=== Requirement A ===
According to the news article about the museum, what is the projected attendance for the Figge Arts Center's first year?
## START Source document
When she starts her new job, probably in September, Downs will be expected to provide that strong leadership.

The job comes with significant challenges. Although the Davenport Museum of Art (DMA) has raised more than $26 million for the $30-million Figge Arts Center in downtown Davenport, and although ground will be broken on that facility in September, the organization is largely rudderless right now. The museum has gone more than a year without a director while planning and fundraising for a new facility that's arguably the centerpiece of the River Renaissance downtown-revitalization project. And the DMA has no long-term strategic plan.

The departure of former director Steven Bradley last year left the museum without a leader at a crucial time, said Museum of Art Foundation Executive Director Dana Wilkinson. "The timing couldn't have been worse," she said.

More importantly for Downs right now, it's impossible to say whether she will be leading a municipal museum (which the Davenport Museum of Art is presently) or a private one, and whether she will have a board and two fundraising organizations (the Foundation and the Friends) or a single board overseeing everything. Separate task forces are studying the ideas of privatization and board consolidation, and they'll come back with recommendations within four months. As Wilkinson said, Downs is taking charge of "an existing organization that really needs to be re-organized."

In addition, Downs will be asked to foster community ownership of the new Figge Arts Center, ensuring that it's not viewed as only a Davenport institution. And she'll be expected to turn an organization that has averaged fewer than 33,000 visitors a year into one that attracts more than 180,000 annually - the projected attendance for the Figge's first year. (The museum is slated to open in March 2005.)
## END Source document
=== Requirement B ===
Reproduce the listing from its first line down through the line containing "139], [143, 141]]", substituting "occurrence" for every occurrence of "instance" and changing nothing else. Omit the pictures.
## START Raw data
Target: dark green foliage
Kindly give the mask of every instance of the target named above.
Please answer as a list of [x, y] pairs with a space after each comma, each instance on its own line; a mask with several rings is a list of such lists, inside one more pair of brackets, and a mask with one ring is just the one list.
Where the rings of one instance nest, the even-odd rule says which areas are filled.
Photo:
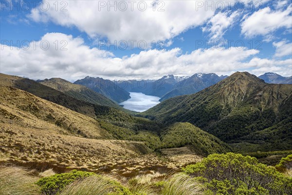
[[202, 155], [230, 151], [227, 144], [189, 123], [177, 123], [163, 131], [162, 148], [178, 148], [191, 145]]
[[55, 174], [53, 176], [42, 178], [36, 184], [41, 188], [42, 193], [44, 195], [58, 195], [67, 185], [76, 179], [95, 175], [92, 172], [73, 170], [69, 173]]
[[[165, 100], [140, 114], [167, 125], [188, 122], [248, 152], [292, 149], [292, 87], [237, 72], [196, 94]], [[244, 150], [246, 152], [248, 151]]]
[[292, 155], [290, 155], [284, 158], [282, 158], [279, 164], [276, 165], [276, 168], [280, 171], [292, 169]]
[[206, 195], [292, 194], [292, 178], [249, 156], [213, 154], [183, 171], [204, 184]]
[[153, 150], [160, 147], [156, 122], [105, 106], [96, 106], [96, 112], [100, 126], [116, 139], [143, 141]]

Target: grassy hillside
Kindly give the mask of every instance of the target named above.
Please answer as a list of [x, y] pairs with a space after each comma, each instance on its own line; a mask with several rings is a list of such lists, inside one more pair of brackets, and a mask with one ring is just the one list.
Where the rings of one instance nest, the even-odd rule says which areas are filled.
[[28, 78], [0, 74], [0, 86], [19, 89], [79, 113], [95, 117], [95, 109], [92, 104]]
[[[147, 146], [158, 148], [160, 139], [155, 132], [143, 131], [143, 126], [133, 126], [136, 130], [120, 127], [108, 122], [105, 115], [95, 120], [14, 88], [0, 87], [0, 163], [113, 170], [126, 175], [148, 171], [148, 167], [168, 171], [179, 169], [176, 163], [185, 164], [180, 159], [170, 162], [153, 153]], [[151, 127], [149, 120], [127, 116], [133, 125], [142, 120]], [[111, 120], [121, 122], [124, 118]], [[193, 162], [200, 159], [196, 153], [191, 157]]]
[[[1, 86], [11, 86], [32, 93], [41, 98], [48, 100], [73, 111], [91, 117], [101, 121], [104, 128], [113, 135], [121, 135], [122, 132], [128, 135], [137, 134], [138, 130], [158, 131], [159, 127], [155, 122], [146, 118], [132, 117], [114, 108], [92, 104], [82, 101], [51, 87], [32, 80], [16, 76], [1, 74]], [[68, 83], [67, 83], [68, 84]], [[62, 90], [69, 87], [64, 85]], [[80, 85], [73, 85], [74, 89]], [[70, 86], [71, 87], [71, 86]], [[117, 121], [120, 120], [120, 121]], [[121, 129], [121, 127], [124, 128]], [[130, 139], [128, 136], [115, 136], [115, 138]]]
[[[248, 73], [237, 72], [196, 94], [165, 100], [141, 115], [166, 124], [188, 122], [225, 141], [266, 144], [263, 145], [266, 150], [290, 149], [292, 108], [288, 102], [292, 95], [291, 85], [267, 84]], [[278, 135], [270, 143], [252, 136], [267, 131]], [[284, 131], [285, 137], [280, 136]]]
[[128, 113], [134, 113], [134, 112], [123, 108], [103, 95], [83, 85], [73, 84], [60, 78], [52, 78], [37, 82], [80, 100], [92, 104], [111, 107]]

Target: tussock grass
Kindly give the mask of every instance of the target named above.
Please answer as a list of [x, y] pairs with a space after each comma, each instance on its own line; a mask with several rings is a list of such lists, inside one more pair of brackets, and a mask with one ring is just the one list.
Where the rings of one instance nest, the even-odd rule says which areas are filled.
[[108, 181], [94, 176], [75, 181], [65, 188], [60, 195], [106, 195], [113, 190], [113, 185]]
[[292, 177], [292, 169], [288, 169], [285, 172], [284, 174], [290, 177]]
[[0, 165], [0, 195], [39, 195], [38, 179], [24, 168]]
[[177, 174], [165, 180], [160, 194], [201, 195], [202, 193], [202, 187], [199, 183], [187, 175]]
[[38, 175], [41, 177], [45, 177], [54, 176], [56, 173], [53, 170], [53, 169], [48, 169], [43, 172], [40, 173]]

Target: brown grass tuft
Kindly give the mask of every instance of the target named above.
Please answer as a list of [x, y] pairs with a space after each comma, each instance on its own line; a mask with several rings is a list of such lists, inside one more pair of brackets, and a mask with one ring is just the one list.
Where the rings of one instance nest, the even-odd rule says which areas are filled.
[[0, 195], [39, 195], [39, 188], [34, 183], [38, 179], [25, 169], [1, 165]]

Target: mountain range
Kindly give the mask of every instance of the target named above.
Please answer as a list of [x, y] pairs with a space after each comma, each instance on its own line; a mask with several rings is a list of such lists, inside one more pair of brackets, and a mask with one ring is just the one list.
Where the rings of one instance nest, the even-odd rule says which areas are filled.
[[119, 87], [117, 83], [102, 78], [86, 77], [76, 80], [74, 83], [85, 86], [117, 103], [130, 98], [130, 94]]
[[248, 73], [237, 72], [196, 94], [164, 101], [141, 115], [164, 124], [190, 122], [229, 143], [246, 142], [266, 150], [291, 148], [292, 96], [291, 85], [268, 84]]
[[292, 77], [284, 77], [276, 73], [266, 73], [258, 77], [267, 83], [292, 84]]
[[[173, 76], [163, 79], [177, 88], [188, 89], [198, 78], [214, 82], [190, 88], [198, 92], [169, 98], [137, 114], [61, 78], [36, 82], [1, 74], [0, 122], [9, 131], [14, 126], [49, 132], [49, 127], [55, 129], [52, 133], [68, 136], [140, 141], [150, 150], [192, 146], [203, 156], [236, 148], [292, 149], [291, 85], [267, 83], [247, 72], [228, 77], [198, 74], [180, 81]], [[81, 80], [86, 79], [75, 83], [96, 88], [94, 83], [99, 80]]]

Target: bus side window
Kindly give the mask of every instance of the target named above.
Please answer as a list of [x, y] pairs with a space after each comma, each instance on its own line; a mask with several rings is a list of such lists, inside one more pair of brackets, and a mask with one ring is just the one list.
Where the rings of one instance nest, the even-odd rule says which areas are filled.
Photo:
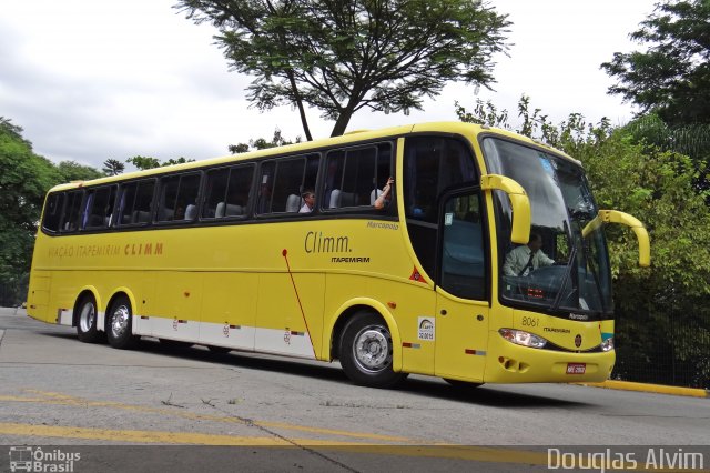
[[404, 148], [404, 208], [412, 246], [433, 274], [439, 197], [478, 179], [474, 155], [462, 141], [443, 137], [407, 138]]
[[55, 192], [47, 198], [44, 218], [42, 221], [42, 228], [44, 230], [50, 232], [59, 231], [65, 197], [67, 194], [64, 192]]
[[79, 212], [81, 210], [82, 191], [67, 193], [67, 208], [62, 215], [60, 229], [63, 232], [73, 232], [79, 227]]
[[109, 227], [115, 201], [115, 185], [87, 191], [82, 229], [101, 229]]
[[486, 251], [480, 194], [458, 195], [444, 208], [439, 285], [464, 299], [486, 298]]
[[280, 159], [262, 165], [258, 213], [298, 213], [302, 194], [315, 191], [320, 154]]
[[334, 150], [327, 155], [324, 209], [372, 208], [392, 172], [392, 145]]
[[155, 181], [152, 179], [123, 184], [119, 198], [119, 225], [149, 223], [154, 190]]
## END Raw data
=== Exercise answer A ===
More than 180,000 visitors.

=== Exercise answer B ===
Target: dark green foliage
Kindly give the mask of every occurrence of the target named above.
Please answer as a list of [x, y] pairs with a space after each comma, each occurrence on its own line; a mask with several rings is a list of such lists, inside one more pair of brackets, and a mask with one ring is just the one list.
Where the rings of one occurrence nest, the even-odd rule says which areas are filled.
Photo:
[[202, 155], [230, 151], [227, 144], [189, 123], [177, 123], [163, 131], [162, 148], [178, 148], [191, 145]]
[[55, 174], [53, 176], [42, 178], [36, 184], [41, 188], [42, 193], [44, 195], [58, 195], [67, 185], [76, 179], [95, 175], [92, 172], [73, 170], [69, 173]]
[[[165, 100], [140, 114], [167, 125], [188, 122], [248, 152], [292, 149], [292, 87], [237, 72], [196, 94]], [[244, 150], [246, 152], [248, 151]]]
[[292, 155], [290, 155], [284, 158], [282, 158], [279, 164], [276, 165], [276, 168], [280, 171], [292, 169]]
[[206, 195], [292, 194], [292, 178], [249, 156], [213, 154], [183, 171], [204, 184]]
[[153, 150], [160, 147], [156, 122], [105, 106], [96, 106], [96, 112], [100, 126], [116, 139], [143, 141]]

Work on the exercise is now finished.